_YOUR GOAL_
Copy the material below verbatim, from the line containing "Can you locate the tile" through the last line, inclusive.

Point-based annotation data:
[START]

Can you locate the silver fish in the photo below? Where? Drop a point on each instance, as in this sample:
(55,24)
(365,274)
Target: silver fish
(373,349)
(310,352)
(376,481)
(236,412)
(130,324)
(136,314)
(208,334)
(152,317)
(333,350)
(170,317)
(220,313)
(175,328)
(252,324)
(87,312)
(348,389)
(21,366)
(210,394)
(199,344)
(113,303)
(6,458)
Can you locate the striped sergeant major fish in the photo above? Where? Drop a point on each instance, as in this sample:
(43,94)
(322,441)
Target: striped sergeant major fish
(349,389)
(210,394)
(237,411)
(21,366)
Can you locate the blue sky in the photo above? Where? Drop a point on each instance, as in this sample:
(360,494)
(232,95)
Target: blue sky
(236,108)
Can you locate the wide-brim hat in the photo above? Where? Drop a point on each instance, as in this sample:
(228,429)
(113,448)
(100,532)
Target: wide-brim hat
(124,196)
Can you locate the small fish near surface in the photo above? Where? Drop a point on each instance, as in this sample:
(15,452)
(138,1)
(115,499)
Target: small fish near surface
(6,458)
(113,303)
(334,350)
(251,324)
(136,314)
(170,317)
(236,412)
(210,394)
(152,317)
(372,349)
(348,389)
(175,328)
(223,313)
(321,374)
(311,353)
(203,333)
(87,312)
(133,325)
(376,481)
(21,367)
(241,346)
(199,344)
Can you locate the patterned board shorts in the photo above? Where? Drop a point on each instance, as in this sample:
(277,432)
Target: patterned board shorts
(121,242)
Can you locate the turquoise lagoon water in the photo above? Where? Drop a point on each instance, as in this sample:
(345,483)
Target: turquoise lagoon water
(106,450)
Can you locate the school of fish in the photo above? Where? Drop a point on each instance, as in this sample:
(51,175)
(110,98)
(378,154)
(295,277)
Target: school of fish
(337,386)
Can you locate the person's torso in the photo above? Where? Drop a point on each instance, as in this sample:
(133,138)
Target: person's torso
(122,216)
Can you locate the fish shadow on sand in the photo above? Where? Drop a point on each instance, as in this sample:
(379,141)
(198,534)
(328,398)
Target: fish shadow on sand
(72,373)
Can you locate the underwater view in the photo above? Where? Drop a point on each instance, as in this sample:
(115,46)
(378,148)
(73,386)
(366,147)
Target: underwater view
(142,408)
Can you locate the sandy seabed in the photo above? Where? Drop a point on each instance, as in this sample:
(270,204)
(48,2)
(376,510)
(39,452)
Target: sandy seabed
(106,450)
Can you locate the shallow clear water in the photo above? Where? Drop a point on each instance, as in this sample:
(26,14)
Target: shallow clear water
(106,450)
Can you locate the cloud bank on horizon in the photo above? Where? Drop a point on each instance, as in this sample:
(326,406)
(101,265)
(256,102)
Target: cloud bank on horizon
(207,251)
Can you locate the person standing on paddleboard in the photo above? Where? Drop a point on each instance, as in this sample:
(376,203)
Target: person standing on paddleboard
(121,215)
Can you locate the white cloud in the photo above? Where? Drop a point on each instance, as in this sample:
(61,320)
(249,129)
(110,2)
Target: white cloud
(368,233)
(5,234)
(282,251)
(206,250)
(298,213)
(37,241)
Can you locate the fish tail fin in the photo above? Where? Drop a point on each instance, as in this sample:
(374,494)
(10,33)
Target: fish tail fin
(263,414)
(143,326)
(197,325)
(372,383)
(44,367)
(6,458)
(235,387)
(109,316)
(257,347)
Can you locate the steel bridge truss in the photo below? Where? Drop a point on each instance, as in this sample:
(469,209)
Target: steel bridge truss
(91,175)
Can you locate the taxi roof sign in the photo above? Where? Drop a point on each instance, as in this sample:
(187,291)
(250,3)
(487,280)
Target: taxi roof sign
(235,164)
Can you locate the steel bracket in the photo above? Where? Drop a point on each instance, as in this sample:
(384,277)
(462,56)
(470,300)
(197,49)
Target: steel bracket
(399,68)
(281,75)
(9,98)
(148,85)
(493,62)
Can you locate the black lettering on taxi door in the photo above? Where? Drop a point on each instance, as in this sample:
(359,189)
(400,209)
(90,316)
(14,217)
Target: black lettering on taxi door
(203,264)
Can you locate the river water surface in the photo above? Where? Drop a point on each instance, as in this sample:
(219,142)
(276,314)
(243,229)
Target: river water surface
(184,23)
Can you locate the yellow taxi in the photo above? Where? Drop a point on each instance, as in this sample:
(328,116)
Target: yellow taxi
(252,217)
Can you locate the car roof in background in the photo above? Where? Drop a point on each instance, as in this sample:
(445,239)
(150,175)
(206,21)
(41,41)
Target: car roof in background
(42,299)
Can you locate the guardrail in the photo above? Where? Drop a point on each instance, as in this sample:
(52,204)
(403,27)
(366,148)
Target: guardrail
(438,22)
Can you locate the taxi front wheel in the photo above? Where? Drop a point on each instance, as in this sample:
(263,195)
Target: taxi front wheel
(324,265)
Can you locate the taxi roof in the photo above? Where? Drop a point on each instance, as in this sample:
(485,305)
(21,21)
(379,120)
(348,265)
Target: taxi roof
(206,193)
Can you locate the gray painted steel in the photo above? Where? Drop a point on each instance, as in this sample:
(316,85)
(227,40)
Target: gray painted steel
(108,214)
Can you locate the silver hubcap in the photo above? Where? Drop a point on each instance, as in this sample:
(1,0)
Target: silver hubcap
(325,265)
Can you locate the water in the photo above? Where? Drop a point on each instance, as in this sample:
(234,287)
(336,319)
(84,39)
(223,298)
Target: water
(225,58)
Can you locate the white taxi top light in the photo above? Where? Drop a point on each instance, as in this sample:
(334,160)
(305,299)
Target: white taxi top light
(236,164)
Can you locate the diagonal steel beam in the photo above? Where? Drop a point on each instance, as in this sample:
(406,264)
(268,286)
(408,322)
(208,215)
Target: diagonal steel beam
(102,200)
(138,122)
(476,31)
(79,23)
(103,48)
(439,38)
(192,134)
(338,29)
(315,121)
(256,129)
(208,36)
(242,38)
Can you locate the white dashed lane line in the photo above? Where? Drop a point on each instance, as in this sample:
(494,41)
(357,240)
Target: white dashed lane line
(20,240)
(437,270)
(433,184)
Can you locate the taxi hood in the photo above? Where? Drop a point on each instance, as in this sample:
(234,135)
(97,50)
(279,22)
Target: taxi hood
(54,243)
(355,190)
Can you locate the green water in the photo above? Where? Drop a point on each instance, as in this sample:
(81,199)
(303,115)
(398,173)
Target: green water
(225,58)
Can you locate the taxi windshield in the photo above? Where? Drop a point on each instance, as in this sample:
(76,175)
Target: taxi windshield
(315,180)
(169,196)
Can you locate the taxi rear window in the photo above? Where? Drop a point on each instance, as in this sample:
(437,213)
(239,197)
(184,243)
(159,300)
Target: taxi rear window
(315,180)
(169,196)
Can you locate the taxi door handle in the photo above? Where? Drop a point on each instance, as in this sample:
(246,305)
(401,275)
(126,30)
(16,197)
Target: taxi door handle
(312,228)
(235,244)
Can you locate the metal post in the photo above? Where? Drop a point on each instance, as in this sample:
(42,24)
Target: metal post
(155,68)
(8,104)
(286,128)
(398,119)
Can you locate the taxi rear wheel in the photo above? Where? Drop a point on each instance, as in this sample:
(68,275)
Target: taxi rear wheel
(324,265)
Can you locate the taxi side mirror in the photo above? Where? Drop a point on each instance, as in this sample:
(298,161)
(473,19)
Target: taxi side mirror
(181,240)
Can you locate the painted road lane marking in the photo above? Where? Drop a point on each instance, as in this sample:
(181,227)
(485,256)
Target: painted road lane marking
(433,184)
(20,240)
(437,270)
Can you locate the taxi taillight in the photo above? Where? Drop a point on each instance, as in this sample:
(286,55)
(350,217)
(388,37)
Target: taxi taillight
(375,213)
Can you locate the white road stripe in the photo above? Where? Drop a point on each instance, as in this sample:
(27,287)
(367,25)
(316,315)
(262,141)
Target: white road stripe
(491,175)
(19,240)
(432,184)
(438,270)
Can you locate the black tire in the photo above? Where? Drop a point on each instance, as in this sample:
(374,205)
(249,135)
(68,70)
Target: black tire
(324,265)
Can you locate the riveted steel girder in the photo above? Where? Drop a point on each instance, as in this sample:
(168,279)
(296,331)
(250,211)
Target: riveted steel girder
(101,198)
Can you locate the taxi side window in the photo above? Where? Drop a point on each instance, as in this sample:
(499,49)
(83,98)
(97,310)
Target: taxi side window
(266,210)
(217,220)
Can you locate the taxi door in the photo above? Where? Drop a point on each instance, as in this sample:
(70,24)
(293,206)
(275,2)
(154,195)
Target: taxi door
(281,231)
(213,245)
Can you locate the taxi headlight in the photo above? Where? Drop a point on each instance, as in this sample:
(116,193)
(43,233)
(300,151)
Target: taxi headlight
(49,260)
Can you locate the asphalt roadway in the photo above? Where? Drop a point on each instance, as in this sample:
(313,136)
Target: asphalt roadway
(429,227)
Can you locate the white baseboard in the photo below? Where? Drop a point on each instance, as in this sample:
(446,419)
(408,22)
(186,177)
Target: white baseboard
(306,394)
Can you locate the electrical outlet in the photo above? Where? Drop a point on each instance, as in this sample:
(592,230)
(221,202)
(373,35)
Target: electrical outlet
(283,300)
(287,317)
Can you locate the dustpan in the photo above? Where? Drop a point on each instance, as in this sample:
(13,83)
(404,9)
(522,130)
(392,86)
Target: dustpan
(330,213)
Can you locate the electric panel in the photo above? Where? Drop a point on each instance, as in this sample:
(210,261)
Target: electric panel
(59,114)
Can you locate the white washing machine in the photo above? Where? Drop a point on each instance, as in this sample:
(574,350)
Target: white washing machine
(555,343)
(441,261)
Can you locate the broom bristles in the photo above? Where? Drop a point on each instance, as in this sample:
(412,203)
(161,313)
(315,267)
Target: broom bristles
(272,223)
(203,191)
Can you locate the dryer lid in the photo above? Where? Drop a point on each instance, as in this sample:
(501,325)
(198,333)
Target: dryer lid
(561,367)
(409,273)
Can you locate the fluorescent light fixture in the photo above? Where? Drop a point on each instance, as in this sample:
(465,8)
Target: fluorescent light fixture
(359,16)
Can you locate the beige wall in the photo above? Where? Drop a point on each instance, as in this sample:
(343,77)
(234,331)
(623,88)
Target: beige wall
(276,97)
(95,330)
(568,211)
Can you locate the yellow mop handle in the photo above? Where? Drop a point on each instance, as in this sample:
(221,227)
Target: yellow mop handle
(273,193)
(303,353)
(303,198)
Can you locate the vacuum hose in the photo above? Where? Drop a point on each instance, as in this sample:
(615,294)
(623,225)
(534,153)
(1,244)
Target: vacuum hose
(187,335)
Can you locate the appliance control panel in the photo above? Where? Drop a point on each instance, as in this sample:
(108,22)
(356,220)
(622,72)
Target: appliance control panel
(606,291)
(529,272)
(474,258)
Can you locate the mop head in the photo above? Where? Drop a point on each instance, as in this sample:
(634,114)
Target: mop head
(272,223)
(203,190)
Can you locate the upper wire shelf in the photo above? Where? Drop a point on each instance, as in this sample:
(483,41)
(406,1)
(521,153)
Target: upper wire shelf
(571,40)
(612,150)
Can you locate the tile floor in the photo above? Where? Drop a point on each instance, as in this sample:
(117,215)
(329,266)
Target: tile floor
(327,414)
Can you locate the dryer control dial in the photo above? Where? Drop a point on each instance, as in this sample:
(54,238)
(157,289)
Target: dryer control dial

[END]

_RESULT OF THIS EXERCISE_
Can you locate the tile floor in the photo above? Where? Drop a point on each instance, as in this sample:
(117,215)
(329,266)
Target: tile floor
(327,414)
Can you locate the dryer control dial in the photo above? Where? Drop a point on each instance, as in this sample:
(54,238)
(157,289)
Target: dryer control dial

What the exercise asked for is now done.